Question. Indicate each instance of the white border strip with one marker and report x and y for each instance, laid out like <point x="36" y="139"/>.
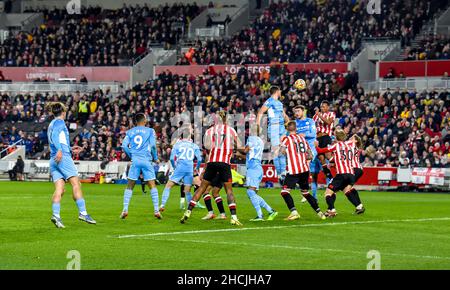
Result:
<point x="324" y="224"/>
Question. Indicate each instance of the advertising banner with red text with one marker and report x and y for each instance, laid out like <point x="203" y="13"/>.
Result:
<point x="429" y="176"/>
<point x="93" y="74"/>
<point x="422" y="68"/>
<point x="254" y="68"/>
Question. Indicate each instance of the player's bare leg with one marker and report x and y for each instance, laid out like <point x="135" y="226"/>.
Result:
<point x="325" y="168"/>
<point x="56" y="203"/>
<point x="197" y="195"/>
<point x="79" y="200"/>
<point x="353" y="196"/>
<point x="155" y="198"/>
<point x="287" y="197"/>
<point x="128" y="193"/>
<point x="330" y="197"/>
<point x="213" y="192"/>
<point x="166" y="194"/>
<point x="219" y="202"/>
<point x="231" y="203"/>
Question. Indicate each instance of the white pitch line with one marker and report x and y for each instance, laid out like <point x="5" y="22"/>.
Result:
<point x="299" y="248"/>
<point x="279" y="227"/>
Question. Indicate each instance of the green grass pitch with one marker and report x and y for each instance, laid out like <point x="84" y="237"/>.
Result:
-- -- --
Exercise requirements: Reproduce the records from the line containing "Question. Indicate each instance of the white pitch" through the end of the records, inclusive, substituting "field" for every occurrence of "pitch" and leaving all else unchanged.

Final answer:
Question. Indicate each instance of the white field line with one marker and report x and y for each instance, laid out like <point x="5" y="22"/>.
Result:
<point x="299" y="248"/>
<point x="279" y="227"/>
Question. Indicate each instance of the green grass field with one marker and report x and y for each instance, laid out like <point x="84" y="237"/>.
Result:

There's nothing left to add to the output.